Stored dataset items:

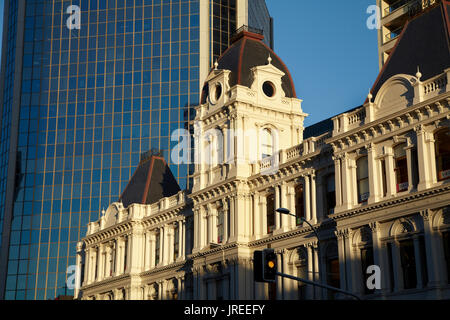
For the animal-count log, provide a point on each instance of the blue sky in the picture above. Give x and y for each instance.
(330, 52)
(1, 23)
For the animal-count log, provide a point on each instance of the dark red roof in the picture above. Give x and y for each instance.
(424, 43)
(151, 182)
(248, 51)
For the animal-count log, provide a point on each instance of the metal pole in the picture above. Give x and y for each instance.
(318, 285)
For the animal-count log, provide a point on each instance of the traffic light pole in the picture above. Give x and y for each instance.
(318, 285)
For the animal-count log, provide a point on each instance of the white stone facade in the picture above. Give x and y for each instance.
(376, 188)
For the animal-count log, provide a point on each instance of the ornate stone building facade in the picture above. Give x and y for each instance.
(374, 184)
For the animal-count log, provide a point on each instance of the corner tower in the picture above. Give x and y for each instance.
(249, 112)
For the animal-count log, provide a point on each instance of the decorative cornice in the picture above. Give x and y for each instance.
(390, 203)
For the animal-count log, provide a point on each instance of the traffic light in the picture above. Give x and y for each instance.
(265, 265)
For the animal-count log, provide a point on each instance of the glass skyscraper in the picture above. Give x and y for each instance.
(79, 106)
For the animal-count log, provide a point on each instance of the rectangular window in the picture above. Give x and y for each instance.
(270, 207)
(401, 168)
(362, 175)
(220, 224)
(383, 177)
(157, 245)
(176, 242)
(446, 240)
(408, 264)
(423, 261)
(331, 194)
(333, 278)
(391, 266)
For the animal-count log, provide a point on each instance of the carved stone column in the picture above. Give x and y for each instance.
(373, 168)
(380, 256)
(425, 175)
(338, 179)
(307, 198)
(313, 199)
(434, 252)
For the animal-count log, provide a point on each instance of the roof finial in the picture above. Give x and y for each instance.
(418, 74)
(370, 96)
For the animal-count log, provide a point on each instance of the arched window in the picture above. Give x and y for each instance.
(125, 256)
(302, 272)
(220, 224)
(176, 241)
(270, 207)
(367, 260)
(401, 167)
(266, 144)
(299, 204)
(157, 245)
(362, 177)
(330, 194)
(442, 142)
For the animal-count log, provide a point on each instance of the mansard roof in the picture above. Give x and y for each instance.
(247, 51)
(424, 43)
(152, 181)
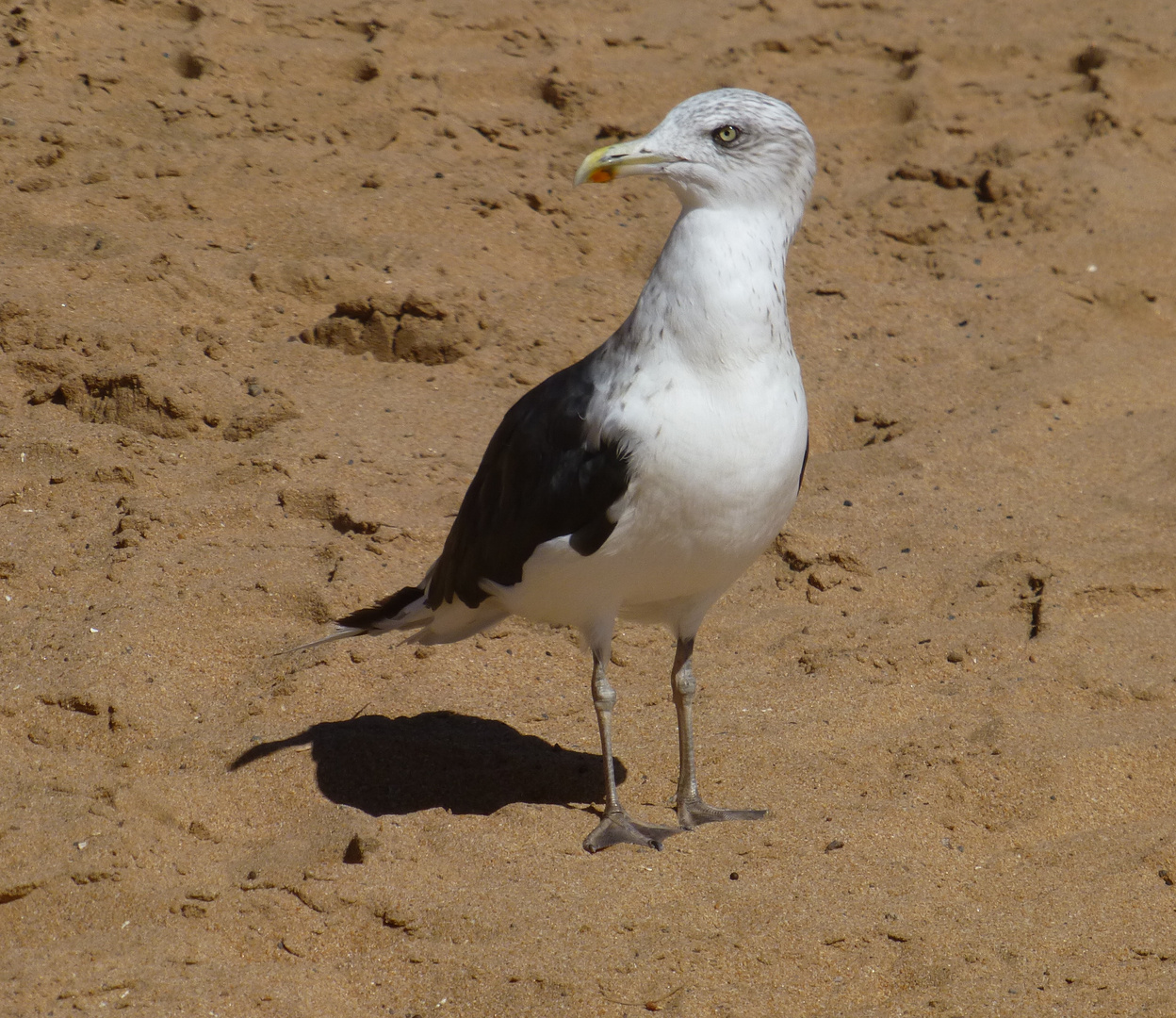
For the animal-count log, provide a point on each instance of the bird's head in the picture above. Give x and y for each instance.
(725, 148)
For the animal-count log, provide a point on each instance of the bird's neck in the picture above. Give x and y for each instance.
(717, 289)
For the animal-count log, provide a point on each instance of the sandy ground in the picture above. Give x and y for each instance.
(952, 681)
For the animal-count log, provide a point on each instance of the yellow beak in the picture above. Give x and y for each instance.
(619, 160)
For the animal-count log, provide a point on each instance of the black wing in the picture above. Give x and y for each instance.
(540, 478)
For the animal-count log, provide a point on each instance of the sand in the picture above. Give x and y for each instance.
(270, 274)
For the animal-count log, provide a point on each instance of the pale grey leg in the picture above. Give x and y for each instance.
(615, 827)
(692, 810)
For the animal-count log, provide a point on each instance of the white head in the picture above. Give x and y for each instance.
(720, 150)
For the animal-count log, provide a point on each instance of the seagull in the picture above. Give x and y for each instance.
(643, 481)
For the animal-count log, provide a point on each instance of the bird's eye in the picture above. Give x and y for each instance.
(728, 134)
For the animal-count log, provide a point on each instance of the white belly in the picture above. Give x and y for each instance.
(715, 467)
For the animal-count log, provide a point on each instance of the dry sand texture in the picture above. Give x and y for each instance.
(952, 681)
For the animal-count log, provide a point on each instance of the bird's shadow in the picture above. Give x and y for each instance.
(465, 764)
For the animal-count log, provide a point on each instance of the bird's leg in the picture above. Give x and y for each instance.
(615, 827)
(692, 810)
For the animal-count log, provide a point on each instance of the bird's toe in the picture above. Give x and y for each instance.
(693, 813)
(620, 829)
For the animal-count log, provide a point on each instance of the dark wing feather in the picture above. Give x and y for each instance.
(540, 478)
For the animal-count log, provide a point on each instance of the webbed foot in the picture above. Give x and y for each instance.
(620, 829)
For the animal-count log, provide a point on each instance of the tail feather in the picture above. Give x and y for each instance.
(390, 614)
(403, 610)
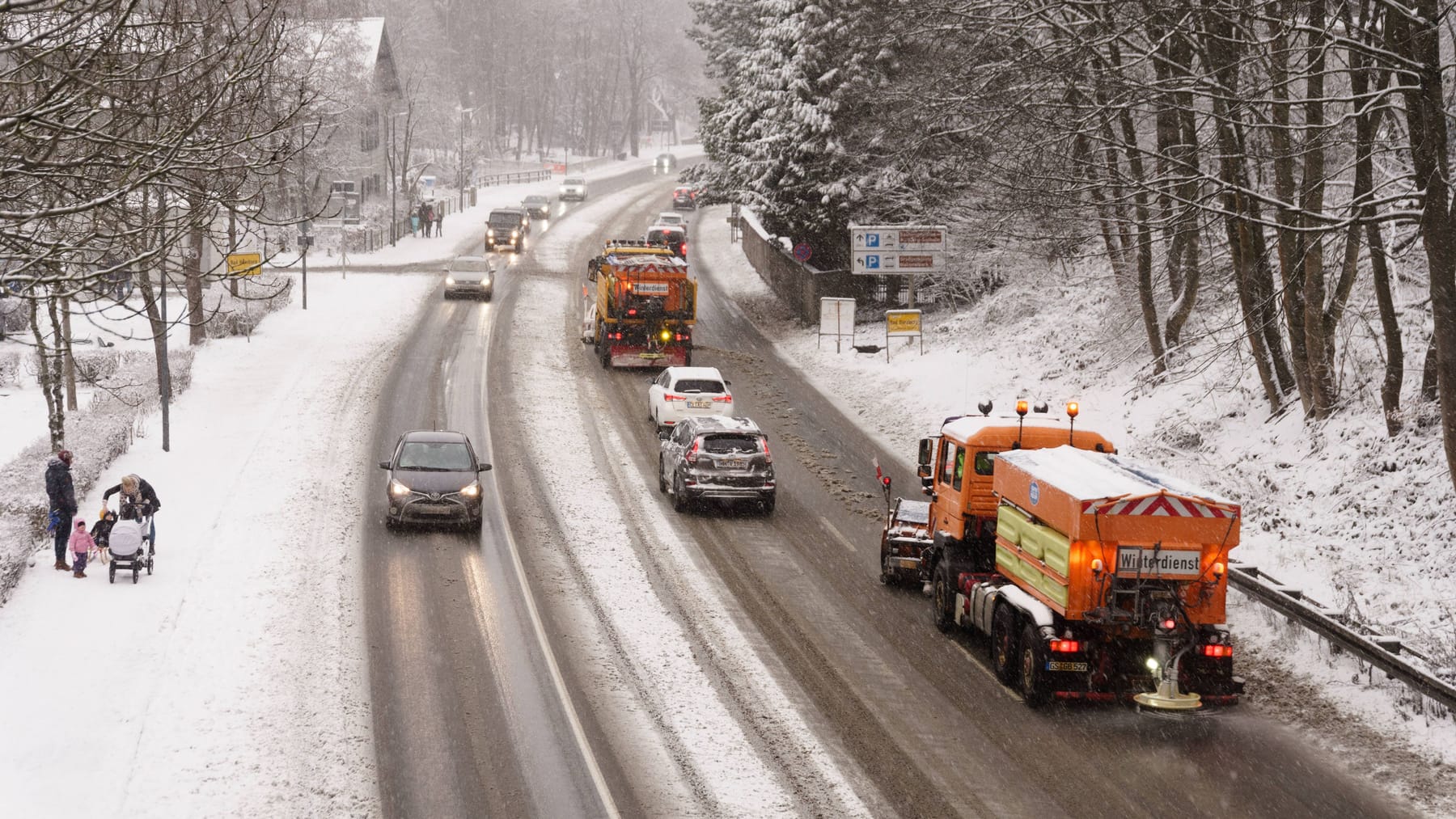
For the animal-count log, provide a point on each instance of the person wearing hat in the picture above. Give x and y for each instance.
(82, 543)
(136, 492)
(61, 492)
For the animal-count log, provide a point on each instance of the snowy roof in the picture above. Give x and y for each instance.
(964, 428)
(1095, 475)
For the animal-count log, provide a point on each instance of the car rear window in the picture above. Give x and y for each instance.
(434, 456)
(730, 444)
(698, 386)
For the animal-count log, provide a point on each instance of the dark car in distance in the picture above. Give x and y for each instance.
(669, 234)
(717, 458)
(536, 207)
(434, 478)
(507, 227)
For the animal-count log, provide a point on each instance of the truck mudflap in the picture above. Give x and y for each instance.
(638, 355)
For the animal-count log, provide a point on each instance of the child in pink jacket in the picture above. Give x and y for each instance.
(82, 543)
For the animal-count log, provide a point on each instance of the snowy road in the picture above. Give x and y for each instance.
(721, 665)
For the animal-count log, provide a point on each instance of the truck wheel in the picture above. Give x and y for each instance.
(679, 495)
(1004, 644)
(1034, 668)
(944, 597)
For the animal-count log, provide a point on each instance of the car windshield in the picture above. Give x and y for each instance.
(471, 265)
(730, 444)
(698, 386)
(434, 456)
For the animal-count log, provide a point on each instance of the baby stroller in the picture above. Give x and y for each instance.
(130, 540)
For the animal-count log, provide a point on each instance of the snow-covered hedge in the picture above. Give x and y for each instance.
(239, 315)
(96, 435)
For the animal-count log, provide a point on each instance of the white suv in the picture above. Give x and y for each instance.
(684, 391)
(573, 188)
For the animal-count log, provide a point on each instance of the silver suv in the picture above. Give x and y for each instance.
(717, 458)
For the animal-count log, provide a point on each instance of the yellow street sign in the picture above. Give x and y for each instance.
(245, 264)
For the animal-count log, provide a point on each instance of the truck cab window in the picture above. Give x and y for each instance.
(984, 463)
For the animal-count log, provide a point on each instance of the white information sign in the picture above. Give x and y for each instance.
(877, 262)
(837, 319)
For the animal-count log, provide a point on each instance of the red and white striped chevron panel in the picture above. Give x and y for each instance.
(1164, 505)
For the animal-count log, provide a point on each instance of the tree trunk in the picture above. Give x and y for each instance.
(1414, 32)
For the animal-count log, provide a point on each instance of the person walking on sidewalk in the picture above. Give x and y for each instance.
(61, 493)
(82, 543)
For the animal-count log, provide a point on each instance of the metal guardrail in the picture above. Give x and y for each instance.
(1379, 651)
(513, 178)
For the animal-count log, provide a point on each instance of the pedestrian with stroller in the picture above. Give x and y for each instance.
(61, 493)
(82, 543)
(136, 492)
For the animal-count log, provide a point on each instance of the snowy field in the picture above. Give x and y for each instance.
(1323, 507)
(232, 681)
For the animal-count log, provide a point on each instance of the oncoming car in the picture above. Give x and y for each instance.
(684, 391)
(573, 188)
(506, 227)
(670, 236)
(717, 458)
(471, 275)
(536, 207)
(433, 478)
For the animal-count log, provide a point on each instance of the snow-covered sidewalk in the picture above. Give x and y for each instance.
(232, 681)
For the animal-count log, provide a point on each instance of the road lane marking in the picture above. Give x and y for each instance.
(837, 536)
(558, 681)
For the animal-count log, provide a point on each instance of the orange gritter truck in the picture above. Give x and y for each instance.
(644, 306)
(1091, 575)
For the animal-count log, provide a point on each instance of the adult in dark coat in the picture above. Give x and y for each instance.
(61, 492)
(134, 491)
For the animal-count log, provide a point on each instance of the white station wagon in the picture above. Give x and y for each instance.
(684, 391)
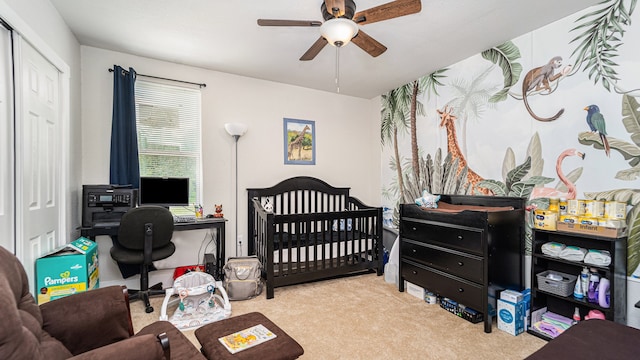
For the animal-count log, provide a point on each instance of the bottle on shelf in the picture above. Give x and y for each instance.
(562, 206)
(594, 280)
(578, 293)
(603, 293)
(584, 281)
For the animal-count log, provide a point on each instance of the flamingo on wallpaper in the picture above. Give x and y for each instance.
(542, 192)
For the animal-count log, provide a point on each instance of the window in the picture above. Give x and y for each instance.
(168, 123)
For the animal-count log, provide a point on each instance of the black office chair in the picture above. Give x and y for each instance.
(144, 236)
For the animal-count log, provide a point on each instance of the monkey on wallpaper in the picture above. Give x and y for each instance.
(538, 79)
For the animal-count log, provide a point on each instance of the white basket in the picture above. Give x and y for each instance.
(562, 287)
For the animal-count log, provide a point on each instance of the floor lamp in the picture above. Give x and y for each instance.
(236, 130)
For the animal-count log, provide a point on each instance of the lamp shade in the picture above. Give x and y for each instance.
(338, 31)
(235, 129)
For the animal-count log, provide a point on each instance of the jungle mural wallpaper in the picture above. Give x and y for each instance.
(553, 113)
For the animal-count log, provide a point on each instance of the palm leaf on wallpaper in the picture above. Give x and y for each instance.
(598, 44)
(437, 176)
(630, 197)
(505, 57)
(534, 151)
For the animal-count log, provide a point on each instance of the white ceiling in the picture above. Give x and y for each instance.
(224, 36)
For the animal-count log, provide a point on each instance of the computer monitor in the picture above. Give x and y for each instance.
(164, 191)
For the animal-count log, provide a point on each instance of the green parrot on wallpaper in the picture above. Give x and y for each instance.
(596, 123)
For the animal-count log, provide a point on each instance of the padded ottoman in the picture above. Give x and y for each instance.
(283, 347)
(592, 339)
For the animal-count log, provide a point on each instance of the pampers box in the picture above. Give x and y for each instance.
(67, 270)
(511, 316)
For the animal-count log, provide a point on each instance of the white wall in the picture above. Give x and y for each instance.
(347, 137)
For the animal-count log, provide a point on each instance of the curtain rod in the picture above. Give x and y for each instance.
(161, 78)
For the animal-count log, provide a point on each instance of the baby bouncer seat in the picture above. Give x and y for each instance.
(201, 301)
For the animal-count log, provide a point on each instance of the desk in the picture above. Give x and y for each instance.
(209, 223)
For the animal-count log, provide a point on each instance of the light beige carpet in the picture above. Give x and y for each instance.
(363, 317)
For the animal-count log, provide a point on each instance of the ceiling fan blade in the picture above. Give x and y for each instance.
(388, 11)
(273, 22)
(314, 49)
(368, 44)
(335, 4)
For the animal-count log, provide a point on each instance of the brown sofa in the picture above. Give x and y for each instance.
(90, 325)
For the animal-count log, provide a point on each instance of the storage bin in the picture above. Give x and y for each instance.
(562, 287)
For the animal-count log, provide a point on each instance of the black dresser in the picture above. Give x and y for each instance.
(458, 254)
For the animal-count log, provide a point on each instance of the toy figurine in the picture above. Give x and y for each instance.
(218, 212)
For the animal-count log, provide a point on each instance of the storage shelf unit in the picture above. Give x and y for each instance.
(459, 255)
(565, 305)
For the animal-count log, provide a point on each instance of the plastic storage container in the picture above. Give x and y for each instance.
(562, 287)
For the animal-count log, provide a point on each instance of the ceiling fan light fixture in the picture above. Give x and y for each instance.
(338, 32)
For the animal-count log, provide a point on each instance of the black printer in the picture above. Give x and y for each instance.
(104, 205)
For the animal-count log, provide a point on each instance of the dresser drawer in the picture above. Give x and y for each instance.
(455, 288)
(465, 239)
(451, 261)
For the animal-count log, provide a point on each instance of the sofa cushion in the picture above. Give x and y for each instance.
(181, 347)
(21, 334)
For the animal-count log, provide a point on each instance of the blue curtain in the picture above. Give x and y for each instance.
(124, 164)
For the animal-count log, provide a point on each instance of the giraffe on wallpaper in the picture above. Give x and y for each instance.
(447, 120)
(297, 143)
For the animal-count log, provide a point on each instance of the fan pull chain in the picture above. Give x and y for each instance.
(338, 69)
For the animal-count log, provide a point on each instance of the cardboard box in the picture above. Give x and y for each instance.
(70, 269)
(511, 295)
(511, 316)
(415, 290)
(592, 229)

* _Job_:
Quote exactly what appears from the line containing "of the dresser" through the final line of the listing above, including both of those lines.

* _Complete answer_:
For the animal-count log, provide a point on each instance of the dresser drawer in the picture above. Give x and y for each instance.
(455, 288)
(465, 239)
(451, 261)
For the animal-count log, provide a point on each instance of the sofa cushion in the picture above. Give x and y for each instance.
(181, 347)
(21, 334)
For the animal-count log, provide a point on each instance of the blue curtain in the picture above. Give x and y for each instance.
(124, 164)
For the animal-count log, provide a point on each instance of the giraffe on wallpaper in the picture above. Give x and y for each instance.
(447, 120)
(297, 143)
For the animal-count log, provide a point on each instance of the fan pull chain in the picture above. Give x and y for each instance.
(338, 69)
For the animal-count log, provide a point on each instance of the cardboard box in the picture above. Give x and y for each instance.
(70, 269)
(511, 295)
(511, 316)
(415, 290)
(592, 229)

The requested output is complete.